Start of Exercise input
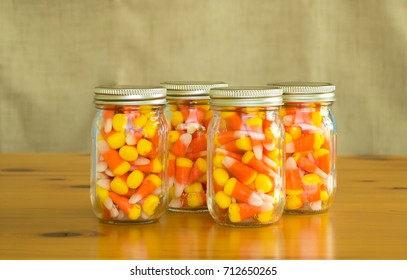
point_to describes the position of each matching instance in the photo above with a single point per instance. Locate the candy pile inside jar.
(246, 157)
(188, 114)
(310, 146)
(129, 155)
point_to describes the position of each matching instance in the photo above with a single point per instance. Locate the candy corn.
End of Exercise input
Start of Exercise input
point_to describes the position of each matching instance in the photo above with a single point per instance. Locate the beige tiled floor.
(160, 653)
End of Exercise input
* What you should do
Gather every line of the items above that contains the word "photo".

* Task result
point_to describes the position of each matching instance in the photo above with a single point per instance. Locate the candy pile inside jar.
point_to describes the position of each matching instance in the photo above with a single point per instance. Locate the candy corn.
point_to describes the position of each matching instance in the photo above with a single point per instance. Locate the beige tiled floor.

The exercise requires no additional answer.